(Data for review Opens)
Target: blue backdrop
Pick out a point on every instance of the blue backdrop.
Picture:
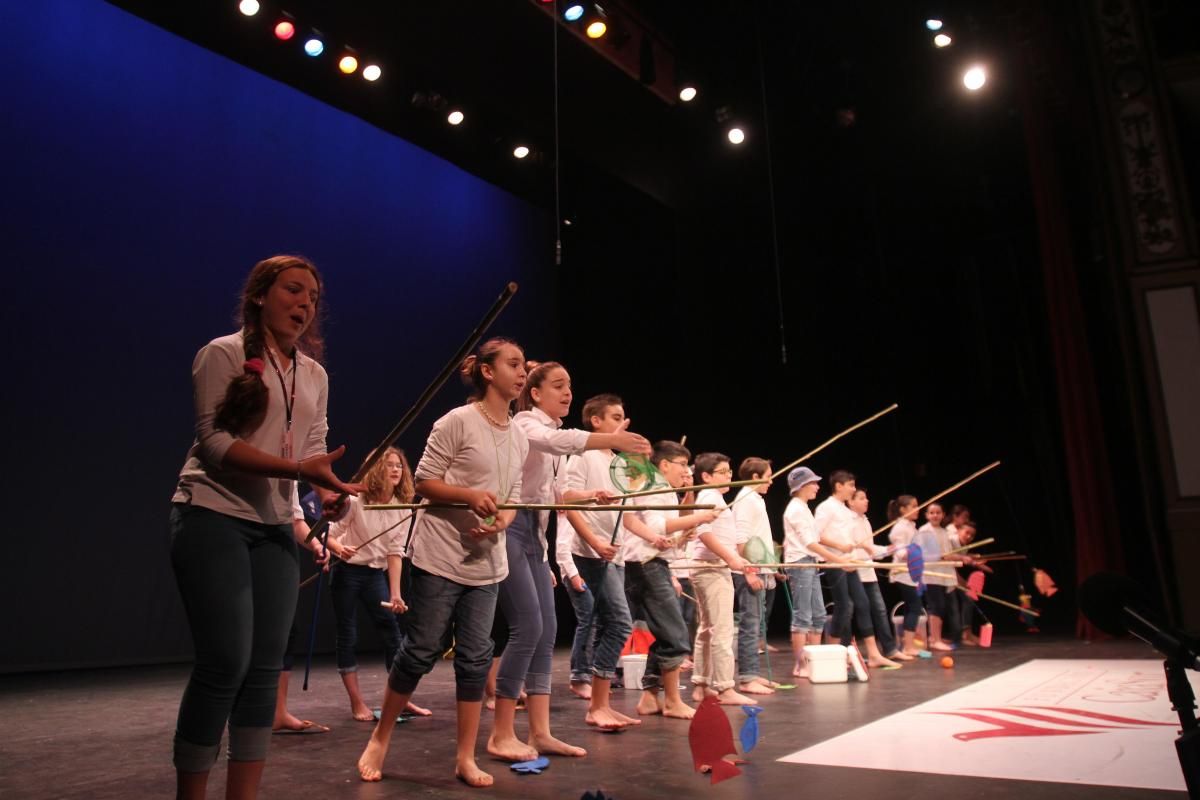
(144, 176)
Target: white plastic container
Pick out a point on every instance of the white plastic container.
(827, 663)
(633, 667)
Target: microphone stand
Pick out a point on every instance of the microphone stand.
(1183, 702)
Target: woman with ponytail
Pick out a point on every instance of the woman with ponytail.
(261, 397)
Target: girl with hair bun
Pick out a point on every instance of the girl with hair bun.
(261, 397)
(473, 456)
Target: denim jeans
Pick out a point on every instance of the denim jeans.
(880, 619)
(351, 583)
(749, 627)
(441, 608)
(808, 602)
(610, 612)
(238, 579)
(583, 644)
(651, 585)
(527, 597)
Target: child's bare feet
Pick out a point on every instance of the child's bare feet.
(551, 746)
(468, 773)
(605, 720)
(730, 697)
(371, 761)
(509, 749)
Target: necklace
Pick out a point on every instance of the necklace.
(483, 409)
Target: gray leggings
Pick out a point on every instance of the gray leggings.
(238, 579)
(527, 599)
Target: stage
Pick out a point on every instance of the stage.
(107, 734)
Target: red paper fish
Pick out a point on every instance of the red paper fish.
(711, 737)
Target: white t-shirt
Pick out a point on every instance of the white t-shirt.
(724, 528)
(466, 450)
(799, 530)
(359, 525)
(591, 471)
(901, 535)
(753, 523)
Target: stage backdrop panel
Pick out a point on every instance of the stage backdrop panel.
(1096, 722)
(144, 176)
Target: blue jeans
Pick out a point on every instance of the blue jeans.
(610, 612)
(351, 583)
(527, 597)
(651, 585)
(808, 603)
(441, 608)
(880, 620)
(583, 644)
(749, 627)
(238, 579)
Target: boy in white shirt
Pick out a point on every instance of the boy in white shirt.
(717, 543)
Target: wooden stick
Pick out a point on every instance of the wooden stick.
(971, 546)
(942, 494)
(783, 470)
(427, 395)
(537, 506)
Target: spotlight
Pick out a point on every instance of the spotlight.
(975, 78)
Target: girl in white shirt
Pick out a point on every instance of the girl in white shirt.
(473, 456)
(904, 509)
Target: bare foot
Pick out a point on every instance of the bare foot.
(Data for review Closes)
_Directions for this task:_
In the records above, find every line that contains the word "foot" and copy it.

_Answer space:_
Target: bare foot
Pick out a point on every instance of the bare foot.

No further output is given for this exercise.